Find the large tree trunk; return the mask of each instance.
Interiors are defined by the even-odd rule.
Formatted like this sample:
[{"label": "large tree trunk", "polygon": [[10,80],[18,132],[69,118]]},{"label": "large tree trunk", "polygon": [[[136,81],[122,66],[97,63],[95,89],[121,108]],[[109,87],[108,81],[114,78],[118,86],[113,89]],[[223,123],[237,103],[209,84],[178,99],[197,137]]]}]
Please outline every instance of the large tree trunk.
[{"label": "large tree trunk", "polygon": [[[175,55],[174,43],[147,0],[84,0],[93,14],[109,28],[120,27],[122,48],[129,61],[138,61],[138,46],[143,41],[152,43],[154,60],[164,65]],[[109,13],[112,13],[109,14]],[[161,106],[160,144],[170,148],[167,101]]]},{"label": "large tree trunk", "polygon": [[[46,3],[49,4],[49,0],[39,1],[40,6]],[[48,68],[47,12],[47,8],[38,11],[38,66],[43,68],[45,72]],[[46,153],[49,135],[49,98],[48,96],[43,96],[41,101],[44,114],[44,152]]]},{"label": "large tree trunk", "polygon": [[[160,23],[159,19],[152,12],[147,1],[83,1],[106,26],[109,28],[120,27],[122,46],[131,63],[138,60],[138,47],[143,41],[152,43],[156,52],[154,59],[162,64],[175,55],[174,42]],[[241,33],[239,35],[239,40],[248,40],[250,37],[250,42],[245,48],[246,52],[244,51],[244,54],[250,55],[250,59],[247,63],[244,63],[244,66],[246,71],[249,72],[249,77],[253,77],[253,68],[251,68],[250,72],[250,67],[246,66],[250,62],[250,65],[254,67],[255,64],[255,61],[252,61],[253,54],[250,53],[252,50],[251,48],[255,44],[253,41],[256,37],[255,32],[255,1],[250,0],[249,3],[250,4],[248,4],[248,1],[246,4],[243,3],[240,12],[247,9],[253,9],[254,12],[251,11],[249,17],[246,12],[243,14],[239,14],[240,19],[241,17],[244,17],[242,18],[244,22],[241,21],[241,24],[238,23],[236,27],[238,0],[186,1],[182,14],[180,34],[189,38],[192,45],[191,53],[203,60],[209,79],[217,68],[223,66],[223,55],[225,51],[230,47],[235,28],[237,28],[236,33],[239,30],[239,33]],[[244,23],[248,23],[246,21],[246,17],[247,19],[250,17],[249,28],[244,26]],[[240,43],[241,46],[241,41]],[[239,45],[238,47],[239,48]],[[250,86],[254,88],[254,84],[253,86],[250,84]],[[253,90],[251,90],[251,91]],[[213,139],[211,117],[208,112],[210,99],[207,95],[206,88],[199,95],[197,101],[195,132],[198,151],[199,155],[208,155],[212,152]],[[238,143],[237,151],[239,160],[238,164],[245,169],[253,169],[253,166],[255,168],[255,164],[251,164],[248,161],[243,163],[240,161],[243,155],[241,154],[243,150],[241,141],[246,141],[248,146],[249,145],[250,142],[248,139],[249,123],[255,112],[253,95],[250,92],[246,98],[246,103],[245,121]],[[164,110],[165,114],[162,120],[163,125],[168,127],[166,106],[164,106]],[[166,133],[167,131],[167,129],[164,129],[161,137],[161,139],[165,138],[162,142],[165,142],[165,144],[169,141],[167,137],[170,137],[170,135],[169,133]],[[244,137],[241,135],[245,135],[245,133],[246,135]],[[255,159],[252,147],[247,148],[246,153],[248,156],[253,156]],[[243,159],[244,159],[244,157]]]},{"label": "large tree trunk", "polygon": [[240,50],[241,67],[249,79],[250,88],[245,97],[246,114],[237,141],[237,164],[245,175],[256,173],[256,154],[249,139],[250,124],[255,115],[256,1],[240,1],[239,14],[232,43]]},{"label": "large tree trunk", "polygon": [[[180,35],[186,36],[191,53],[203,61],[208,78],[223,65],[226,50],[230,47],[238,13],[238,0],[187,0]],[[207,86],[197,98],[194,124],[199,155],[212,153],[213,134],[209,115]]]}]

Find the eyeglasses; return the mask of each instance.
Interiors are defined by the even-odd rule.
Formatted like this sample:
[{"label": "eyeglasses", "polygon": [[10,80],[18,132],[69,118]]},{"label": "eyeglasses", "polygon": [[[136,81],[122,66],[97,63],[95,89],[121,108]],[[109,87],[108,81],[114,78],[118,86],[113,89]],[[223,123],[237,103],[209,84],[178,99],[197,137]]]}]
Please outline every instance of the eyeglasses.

◇ ◇ ◇ ◇

§ **WHAT YOU ARE ASKED TO DO**:
Render every line of the items above as a Markdown table with the columns Number and Record line, one row per line, skipping blank lines.

§ **SOLUTION FOR THIS EXERCISE**:
| Number | Record line |
|---|---|
| 1 | Find the large tree trunk; return the mask of each instance. |
| 2 | Interiors are defined by the even-odd rule. |
| 3 | Formatted like this sample: |
| 4 | [{"label": "large tree trunk", "polygon": [[10,80],[18,132],[69,118]]},{"label": "large tree trunk", "polygon": [[[136,81],[122,66],[97,63],[95,89],[121,108]],[[109,87],[108,81],[114,78],[118,86],[113,89]],[[223,123],[237,103],[209,84],[178,99],[197,137]]]}] |
| 5 | Please outline every instance of the large tree trunk. |
| 6 | [{"label": "large tree trunk", "polygon": [[[175,55],[174,43],[147,0],[84,0],[93,14],[109,28],[120,27],[122,48],[129,61],[138,61],[138,46],[143,41],[152,43],[154,60],[164,65]],[[109,13],[112,13],[109,14]],[[161,106],[160,144],[170,148],[167,101]]]},{"label": "large tree trunk", "polygon": [[[46,3],[49,4],[49,0],[39,1],[40,6]],[[48,68],[47,12],[47,8],[38,11],[38,66],[43,68],[45,72]],[[46,153],[49,135],[49,98],[48,96],[43,96],[41,101],[44,114],[44,152]]]},{"label": "large tree trunk", "polygon": [[[160,23],[159,19],[152,12],[147,1],[83,1],[106,26],[109,28],[120,27],[122,46],[131,63],[138,60],[138,47],[143,41],[152,43],[156,52],[154,59],[162,64],[175,55],[174,42]],[[241,33],[239,35],[239,40],[248,40],[250,37],[250,42],[245,48],[246,52],[244,51],[244,54],[250,55],[250,59],[247,63],[244,63],[244,66],[246,71],[249,72],[249,77],[253,77],[253,68],[251,68],[250,72],[250,67],[246,66],[250,62],[250,65],[254,67],[255,64],[255,61],[252,61],[253,54],[250,53],[252,50],[251,48],[255,44],[253,41],[256,37],[255,32],[255,1],[250,0],[249,3],[250,4],[248,4],[248,1],[246,4],[243,3],[240,12],[247,9],[253,9],[254,12],[251,11],[249,17],[246,12],[243,14],[239,14],[240,19],[241,17],[244,17],[242,18],[244,22],[241,21],[241,24],[238,23],[236,27],[238,0],[186,1],[182,14],[180,34],[189,38],[192,45],[191,53],[203,60],[209,79],[217,68],[223,66],[223,55],[225,51],[230,47],[235,28],[237,28],[236,33],[239,30],[239,33]],[[244,23],[248,23],[246,21],[246,17],[247,19],[250,17],[249,28],[244,26]],[[240,43],[241,46],[241,41]],[[239,45],[238,47],[239,48]],[[250,86],[254,88],[254,84],[253,86],[250,84]],[[253,90],[251,90],[251,91]],[[213,139],[211,117],[208,112],[210,99],[207,95],[206,88],[199,95],[197,101],[195,132],[198,151],[199,155],[208,155],[212,152]],[[238,143],[237,151],[239,160],[238,164],[245,169],[253,169],[253,166],[255,168],[255,164],[251,164],[248,161],[243,163],[240,161],[243,155],[241,154],[243,150],[241,141],[246,141],[248,146],[249,145],[250,142],[248,139],[249,123],[255,112],[253,95],[250,92],[246,98],[246,103],[245,121]],[[164,110],[165,114],[162,120],[163,125],[168,127],[166,106],[164,106]],[[166,133],[167,131],[167,129],[164,129],[161,137],[161,139],[165,138],[162,142],[165,142],[165,144],[169,141],[167,137],[170,137],[170,135],[169,133]],[[244,137],[241,135],[245,135],[245,133],[246,135]],[[255,159],[252,147],[247,148],[246,153],[248,156],[253,156]],[[243,159],[244,159],[244,157]]]},{"label": "large tree trunk", "polygon": [[240,50],[241,67],[249,79],[250,88],[245,97],[246,114],[237,141],[237,164],[245,175],[256,173],[256,154],[249,139],[250,124],[255,115],[256,1],[240,1],[239,14],[232,43]]},{"label": "large tree trunk", "polygon": [[[180,35],[186,36],[191,53],[203,61],[208,78],[223,65],[226,50],[230,47],[238,13],[238,0],[187,0]],[[207,86],[197,98],[194,124],[199,155],[212,153],[213,134],[209,115]]]}] |
| 7 | Find the eyeglasses; return the mask of each instance. |
| 8 | Interiors are defined by the even-odd rule. |
| 9 | Formatted like this sample: |
| 10 | [{"label": "eyeglasses", "polygon": [[10,80],[18,132],[69,118]]},{"label": "eyeglasses", "polygon": [[[136,81],[122,66],[97,63],[95,89],[121,108]],[[109,87],[108,81],[114,78],[118,86],[113,89]],[[223,123],[237,103],[209,84],[178,99],[197,137]]]}] |
| 11 | Please outline every instance of the eyeglasses. |